Task to carry out ->
Keep the wording of each record exactly the same when you repeat it, and leave out pictures.

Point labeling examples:

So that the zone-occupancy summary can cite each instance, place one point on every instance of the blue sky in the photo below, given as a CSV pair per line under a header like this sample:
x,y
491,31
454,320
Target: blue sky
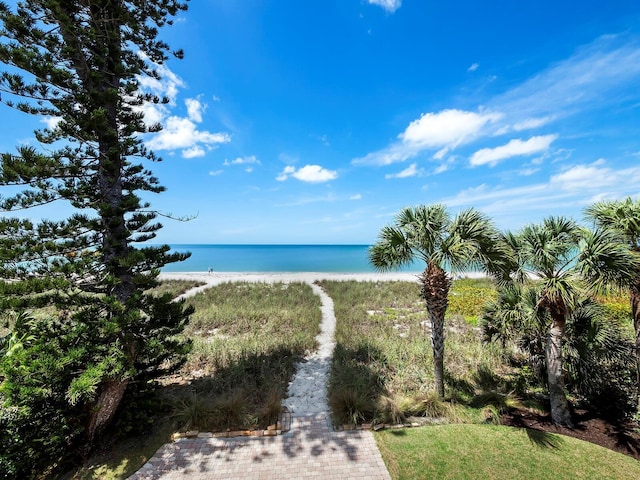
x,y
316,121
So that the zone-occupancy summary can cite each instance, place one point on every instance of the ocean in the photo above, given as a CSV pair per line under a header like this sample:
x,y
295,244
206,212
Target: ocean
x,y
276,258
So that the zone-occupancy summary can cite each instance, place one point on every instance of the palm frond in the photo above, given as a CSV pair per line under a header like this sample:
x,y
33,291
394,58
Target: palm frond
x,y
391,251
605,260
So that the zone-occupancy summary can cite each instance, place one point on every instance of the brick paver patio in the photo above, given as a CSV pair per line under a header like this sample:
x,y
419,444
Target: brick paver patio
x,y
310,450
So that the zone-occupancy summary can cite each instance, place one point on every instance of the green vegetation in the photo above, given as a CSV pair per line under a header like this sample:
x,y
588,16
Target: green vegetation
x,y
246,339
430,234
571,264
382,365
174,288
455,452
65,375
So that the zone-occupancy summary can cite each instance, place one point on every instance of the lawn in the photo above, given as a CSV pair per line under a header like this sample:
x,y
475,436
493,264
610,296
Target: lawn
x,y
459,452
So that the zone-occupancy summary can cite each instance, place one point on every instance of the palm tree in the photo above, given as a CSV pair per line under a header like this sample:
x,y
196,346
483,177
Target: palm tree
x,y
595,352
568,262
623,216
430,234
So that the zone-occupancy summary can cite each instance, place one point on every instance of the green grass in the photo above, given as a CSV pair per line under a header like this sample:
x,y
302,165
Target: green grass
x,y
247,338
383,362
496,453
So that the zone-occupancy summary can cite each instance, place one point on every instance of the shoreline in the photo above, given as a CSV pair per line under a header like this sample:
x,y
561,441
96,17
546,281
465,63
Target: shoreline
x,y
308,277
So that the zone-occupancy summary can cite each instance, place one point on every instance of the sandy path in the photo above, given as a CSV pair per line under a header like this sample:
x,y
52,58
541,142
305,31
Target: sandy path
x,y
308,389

Finished answer ->
So that the zone-occupancy summary can cite each instance, place one point on every instance of the blue sky in the photo below, given as a CSV pair per line under a header like this sample:
x,y
491,31
454,320
Target: blue sky
x,y
316,121
So that the zone-occupancy summary can cite each instance, place one point on every instance of the ocean in the photo above, given as a CSV pair per line under a header like this sample:
x,y
295,244
206,212
Target: ocean
x,y
276,258
So that the zone-occupancy summary can cite each instance, place one point on every instance of the palm frond in the photo above, given as a CSV pair per line under a header like this sample:
x,y
33,291
394,58
Target: palm frond
x,y
391,251
605,260
So that the zone-occupancy summary can cite each instance, place one point on every instance of the brick paver patio in the photo above, given as a CSV pair per line under a header like this sample:
x,y
419,444
Target: brick paver patio
x,y
310,450
So that the zone-occupancy summary can cite each instance, place one point on every instance of the green vegetation in the photo above, given as a CSV pair per line under a header like this sample:
x,y
588,16
Target: green vegetation
x,y
246,339
430,234
571,264
382,365
174,288
455,452
65,375
So that the zone-occupancy summary can cite each instance, place one point on every instance of the lawn in the photo above, given as a CSV pair per line under a header like this sample:
x,y
475,436
493,264
610,296
Target: lawn
x,y
459,452
So that the zone-occupancy summary can cite each instance, place one point on every instance of the palm tree in the photo above, given as a CSV pair per line under a header like this sample:
x,y
196,346
483,177
Target: palm tree
x,y
595,352
568,262
623,216
430,234
So that the zone-occupancy summary can cite each instance, place one point on every instance of the green grass in the photo above, given as a CSV pair per line under a header like this sample:
x,y
302,165
Target: green grass
x,y
247,338
383,362
496,453
So that the zone-occupancy summary can cite each instance, place one point on every instance of the shoreline in the photo above, given as a CSV pair per line under a header like this sample:
x,y
561,441
96,17
546,281
465,63
Target: shoreline
x,y
308,277
So that the zone-occupancy summary can cite each instance, place one point on every instance of the sandy path in the photo above, given as a CSV pair per line under a header like this sample:
x,y
52,58
541,142
305,31
Target: sandy path
x,y
308,389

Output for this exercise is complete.